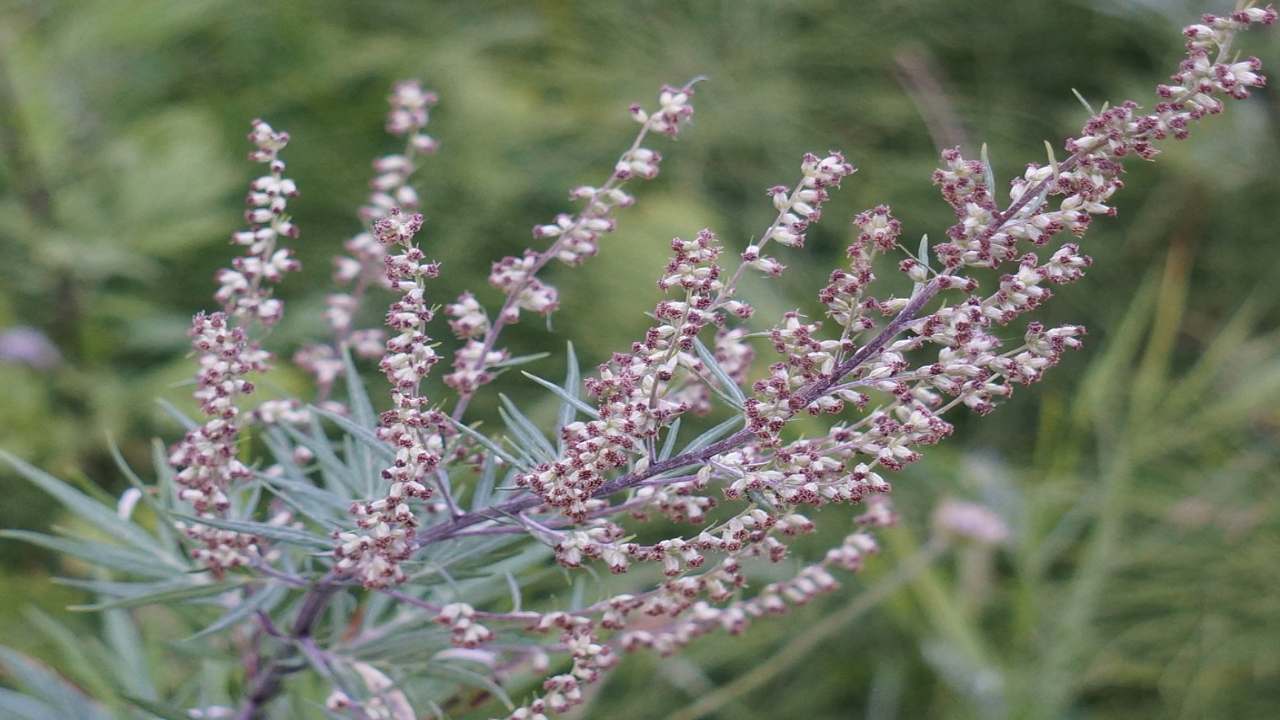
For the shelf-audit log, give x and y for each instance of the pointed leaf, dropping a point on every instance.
(570, 401)
(100, 554)
(95, 513)
(278, 533)
(726, 382)
(167, 596)
(526, 429)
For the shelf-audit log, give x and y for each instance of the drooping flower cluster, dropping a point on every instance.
(887, 372)
(411, 425)
(364, 265)
(575, 237)
(246, 287)
(206, 459)
(630, 390)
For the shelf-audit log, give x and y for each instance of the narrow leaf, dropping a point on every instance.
(104, 555)
(355, 429)
(288, 536)
(524, 427)
(570, 400)
(95, 513)
(726, 382)
(492, 446)
(168, 596)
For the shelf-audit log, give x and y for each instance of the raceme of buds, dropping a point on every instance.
(574, 238)
(246, 287)
(873, 378)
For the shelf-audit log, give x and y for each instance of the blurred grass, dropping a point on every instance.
(1139, 478)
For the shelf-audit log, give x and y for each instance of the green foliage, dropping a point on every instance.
(1141, 487)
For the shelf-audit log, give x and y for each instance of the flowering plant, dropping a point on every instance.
(391, 554)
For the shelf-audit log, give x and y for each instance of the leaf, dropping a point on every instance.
(288, 536)
(570, 401)
(100, 554)
(178, 415)
(521, 360)
(17, 706)
(988, 174)
(525, 429)
(333, 469)
(364, 434)
(668, 443)
(493, 447)
(45, 686)
(730, 387)
(470, 678)
(147, 497)
(95, 513)
(265, 600)
(158, 709)
(361, 408)
(72, 652)
(167, 596)
(129, 661)
(484, 486)
(712, 434)
(572, 387)
(366, 419)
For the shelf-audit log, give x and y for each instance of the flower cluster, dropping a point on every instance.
(630, 388)
(206, 459)
(364, 265)
(246, 287)
(575, 237)
(411, 425)
(880, 370)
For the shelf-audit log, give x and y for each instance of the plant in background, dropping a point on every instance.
(406, 555)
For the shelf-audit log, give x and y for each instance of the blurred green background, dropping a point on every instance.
(1139, 481)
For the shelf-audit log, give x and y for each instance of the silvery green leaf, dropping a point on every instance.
(988, 174)
(164, 474)
(570, 400)
(167, 596)
(668, 443)
(357, 396)
(572, 388)
(525, 429)
(492, 446)
(104, 555)
(265, 600)
(319, 506)
(361, 459)
(1083, 101)
(74, 657)
(163, 528)
(278, 533)
(484, 486)
(131, 666)
(364, 434)
(158, 709)
(17, 706)
(521, 360)
(178, 415)
(48, 688)
(332, 469)
(95, 513)
(470, 678)
(728, 387)
(713, 434)
(516, 602)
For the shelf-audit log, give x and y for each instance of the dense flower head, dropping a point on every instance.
(574, 238)
(877, 377)
(245, 288)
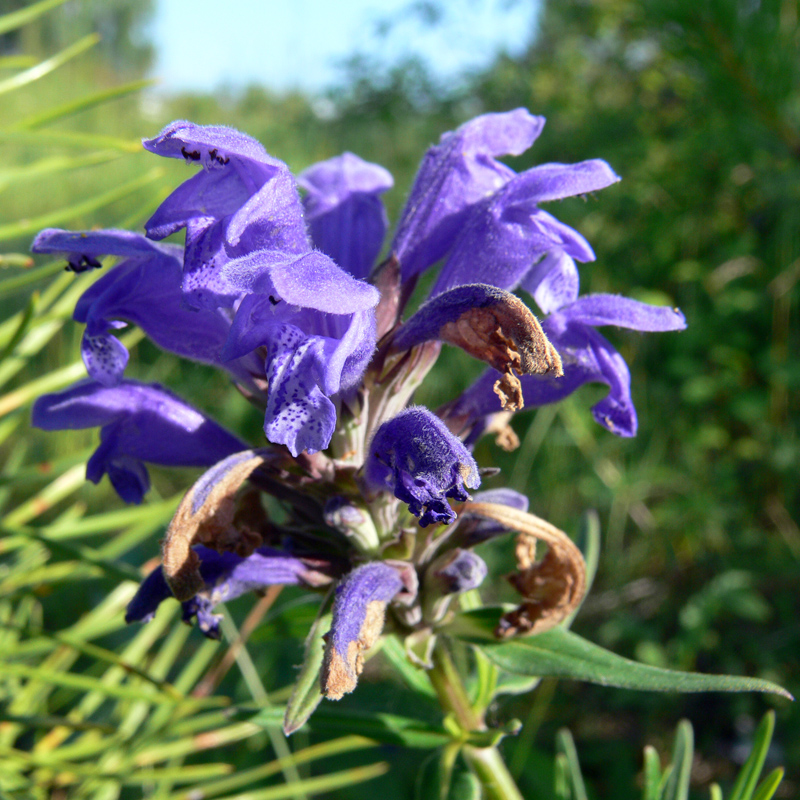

[ASSIGNED TASK]
Your answer must be a verbatim copy of the entries above, with no images included.

[OUTPUT FOR THIS EXERCISE]
For the shelf-audit log, give x and y for each instance of the pointed leaf, dropping a point on every instance.
(570, 401)
(100, 554)
(95, 513)
(278, 533)
(726, 382)
(167, 596)
(526, 429)
For the shelf-audit log, give x and y for each instance of the drooping flower cluster, dropping a point on every instance.
(887, 372)
(411, 425)
(364, 265)
(575, 237)
(246, 287)
(206, 459)
(630, 390)
For the shelf-audit log, give x and y for each instance of the narrow leaf, dropping a point on every instance.
(104, 555)
(355, 429)
(288, 536)
(524, 427)
(570, 400)
(95, 513)
(726, 382)
(492, 446)
(168, 596)
For the shelf-audit log, give x and y for each instance of the raceme of buds, dropping a point on every instance.
(574, 238)
(246, 287)
(873, 378)
For the shelf-audit log, give x and y for each instance of the blurred grass, dropping a point on every instance.
(1139, 478)
For the shelf-audit log, give x and y for each instance of the green foliage, dropping a point on every instance.
(1141, 487)
For the shelf-audit log, give x and y for each instance of the flowering plant, dropping a point on every instance.
(391, 554)
For the shelf-audit log, give x and y for each instance of the leaf, dropping a point on every instance.
(288, 536)
(570, 401)
(100, 554)
(178, 415)
(521, 360)
(17, 706)
(988, 174)
(525, 429)
(333, 469)
(364, 434)
(668, 443)
(493, 447)
(45, 686)
(730, 387)
(470, 678)
(147, 497)
(95, 513)
(265, 600)
(158, 709)
(361, 408)
(72, 652)
(167, 596)
(129, 661)
(484, 486)
(712, 434)
(572, 387)
(366, 419)
For the shelf-audit log, give x and y for each instance of the flower cluster, dropping a point on every instance.
(630, 388)
(206, 459)
(364, 265)
(246, 287)
(575, 237)
(411, 425)
(880, 370)
For the shelf-audit log, give x and y for each instance of the plant in background, dropping a point on every instance.
(406, 555)
For the shelf-audit log, give x and y for each instance of the blurred green background, dropping a point on every instance.
(1139, 481)
For the shelf-audit log, give x and y for each instance of the silvery green leaf, dropping a point on every instance.
(988, 174)
(164, 474)
(570, 400)
(167, 596)
(668, 443)
(357, 396)
(572, 388)
(525, 429)
(492, 446)
(104, 555)
(265, 600)
(319, 506)
(361, 459)
(1083, 101)
(74, 657)
(163, 528)
(278, 533)
(484, 486)
(131, 666)
(364, 434)
(158, 709)
(17, 706)
(521, 360)
(178, 415)
(48, 688)
(332, 469)
(95, 513)
(470, 678)
(728, 387)
(713, 434)
(516, 602)
For the shelf-audit log, give x and y for each instance of the dense flower head, dropping a point on every instance.
(574, 238)
(877, 377)
(245, 288)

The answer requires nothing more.